*WORK INSTRUCTION*: Because the entries hold pictures, reproduce only their words, exactly as written.

*** Opening MATERIAL PROVIDED ***

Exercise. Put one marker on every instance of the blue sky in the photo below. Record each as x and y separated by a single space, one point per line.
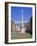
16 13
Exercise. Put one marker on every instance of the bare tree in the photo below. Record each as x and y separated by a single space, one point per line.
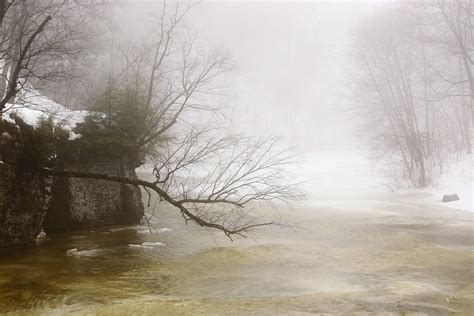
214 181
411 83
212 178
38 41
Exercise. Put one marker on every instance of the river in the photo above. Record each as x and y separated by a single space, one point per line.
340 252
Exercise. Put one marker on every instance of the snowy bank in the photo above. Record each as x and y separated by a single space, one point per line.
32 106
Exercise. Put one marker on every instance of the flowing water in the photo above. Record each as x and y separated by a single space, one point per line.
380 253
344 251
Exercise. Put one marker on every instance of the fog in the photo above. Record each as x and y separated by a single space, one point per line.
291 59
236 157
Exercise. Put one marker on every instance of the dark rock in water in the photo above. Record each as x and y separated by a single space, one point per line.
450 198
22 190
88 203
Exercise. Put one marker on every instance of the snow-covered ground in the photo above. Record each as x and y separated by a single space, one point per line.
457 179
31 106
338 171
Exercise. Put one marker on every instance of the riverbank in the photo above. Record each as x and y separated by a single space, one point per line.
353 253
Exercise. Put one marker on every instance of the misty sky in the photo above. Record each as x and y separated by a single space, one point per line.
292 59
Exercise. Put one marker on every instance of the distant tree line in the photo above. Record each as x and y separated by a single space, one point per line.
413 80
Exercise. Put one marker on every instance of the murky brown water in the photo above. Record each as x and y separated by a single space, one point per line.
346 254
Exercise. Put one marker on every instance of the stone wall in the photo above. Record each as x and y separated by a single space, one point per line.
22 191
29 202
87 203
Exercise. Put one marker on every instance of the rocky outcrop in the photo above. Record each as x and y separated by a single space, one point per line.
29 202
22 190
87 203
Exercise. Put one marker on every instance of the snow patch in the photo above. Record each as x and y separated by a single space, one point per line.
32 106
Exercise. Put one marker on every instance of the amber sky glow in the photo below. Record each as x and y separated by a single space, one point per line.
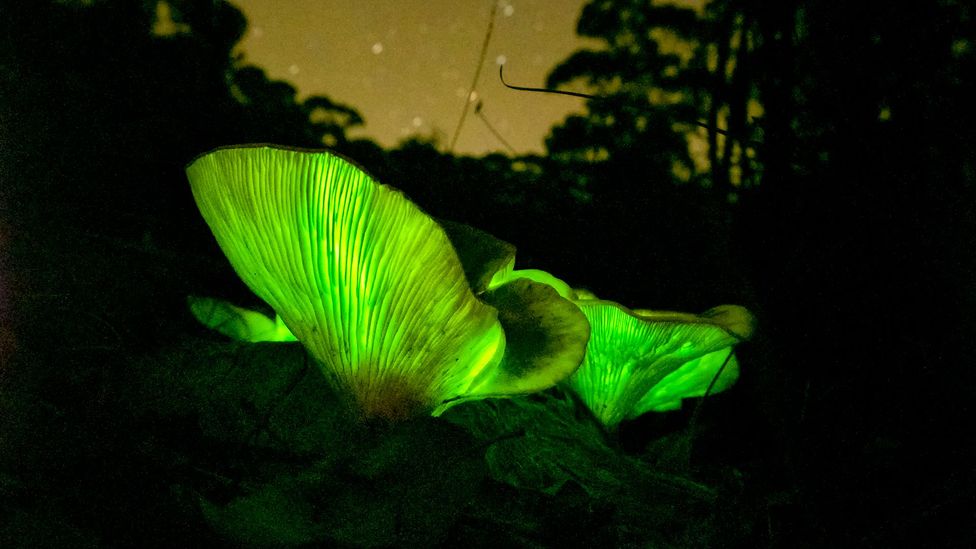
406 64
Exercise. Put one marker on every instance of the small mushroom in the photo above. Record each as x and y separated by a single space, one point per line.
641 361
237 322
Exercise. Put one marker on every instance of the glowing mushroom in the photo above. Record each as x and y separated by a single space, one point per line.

*** Closing MATERIAL PROVIDED ***

*EXERCISE RESPONSE*:
Exercise. Put one marker on every instance of the blue sky in the photo below. Record each as x and y separated by a single space, one point per line.
16 13
Exercise. Put one marker on every instance of the bare tree in the photo below. Record each as x and y separated by a single space, one point per line.
214 181
411 83
212 178
38 41
Exercise. Put one marker on every instance of the river in the photo above. Record each as x and y separated by a single space, one point per line.
340 252
Exercise. Put one marker on every instance of the snowy bank in the photo above. Record each as x and y separated by a single space, one point per line.
32 106
Exercise. Put one marker on every instance of the flowing water in the photo above. Record each as x and y separated by a single space, one point per line.
380 253
344 251
Exercise. Put one marker on every instance of the fog in the photo above. Record each as x and y separated by a single space, one point per line.
291 59
236 157
Exercise. Put one marker on every instance of the dark rock in water in the photo above. Record each as x and y separated by a single space, one point per line.
450 198
22 190
88 203
Exercise. Put one marker on every instance of the snow-covered ground in the photo above. Record each as x and y separated by a single space, one point per line.
457 179
31 106
338 171
Exercise. Put one marker on every instance of the riverbank in the photo above. Record each as x and y separated by a single space, one point per line.
353 253
Exercise. Put one marker on every instance of the misty sky in the photo above. Record each as x and y separated by a single space, one point per line.
292 59
Exercise. Put one marker on every instance of the distant tree line in the photo above. Record each as x and y separated by a single space, one point per line.
413 80
Exercise. Put one marker on every instance of the murky brown water in the photo above. Record each as x and y separated by a single space, one point per line.
346 254
Exercise. Put one marker on every instance of the stone wall in the photo above. Record each as x and y separated by a single space, one point per line.
22 191
29 202
87 203
Exercise. Put one marker on every instance of the rocky outcrop in the photo above. Record each as x and y separated by a single space, one point per line.
29 202
22 190
87 203
Exercise. Put one marker on every instance of the snow patch in the photo above. Record each as x and y separated by a single space, one point per line.
32 106
Exercise. Put one marker on every instance of the amber sky glow in the photo below. Record each as x and y separated by a single space, one point per line.
406 64
Exercise. Put one marker on every instance of the small mushroom in the photo above. Record each as x and y separated by a single space, one point per line.
641 361
237 322
Exercise. Put one marker on every instance of the glowing mushroom in the photo above. Record each as x and y separated by a single space, one point per line.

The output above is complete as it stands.